* _Exercise_
The records follow. Print, word for word, the first line through the "Question. Locate the coastal" line.

* _Dataset entries_
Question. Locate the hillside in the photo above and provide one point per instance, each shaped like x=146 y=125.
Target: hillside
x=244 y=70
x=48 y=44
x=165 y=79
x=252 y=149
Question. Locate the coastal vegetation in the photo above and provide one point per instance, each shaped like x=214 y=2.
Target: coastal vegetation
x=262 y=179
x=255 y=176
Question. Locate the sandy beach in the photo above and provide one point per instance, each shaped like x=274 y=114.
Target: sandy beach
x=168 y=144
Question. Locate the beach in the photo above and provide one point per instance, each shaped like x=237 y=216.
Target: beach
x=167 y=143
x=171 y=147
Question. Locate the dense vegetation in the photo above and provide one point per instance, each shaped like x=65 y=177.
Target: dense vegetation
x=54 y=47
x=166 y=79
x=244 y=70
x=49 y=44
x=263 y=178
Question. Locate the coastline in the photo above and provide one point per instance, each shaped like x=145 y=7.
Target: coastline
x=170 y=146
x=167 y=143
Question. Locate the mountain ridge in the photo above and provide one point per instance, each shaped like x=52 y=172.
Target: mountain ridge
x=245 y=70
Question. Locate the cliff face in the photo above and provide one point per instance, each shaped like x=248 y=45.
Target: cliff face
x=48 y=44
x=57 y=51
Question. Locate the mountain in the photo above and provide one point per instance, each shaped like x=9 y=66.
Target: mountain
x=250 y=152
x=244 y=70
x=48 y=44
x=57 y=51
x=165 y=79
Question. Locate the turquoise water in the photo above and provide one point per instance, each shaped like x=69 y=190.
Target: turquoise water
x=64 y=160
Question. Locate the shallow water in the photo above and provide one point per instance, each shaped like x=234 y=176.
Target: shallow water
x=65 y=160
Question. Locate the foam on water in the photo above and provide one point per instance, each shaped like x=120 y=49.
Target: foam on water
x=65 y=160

* _Response below_
Question. Locate the hillside in the photo above and provide one point per instance, each shaped like x=146 y=125.
Target: hillside
x=244 y=70
x=48 y=44
x=165 y=79
x=252 y=149
Question. Locate the coastal vegetation in the photo above and provide one point per instance, each shaped like x=214 y=2.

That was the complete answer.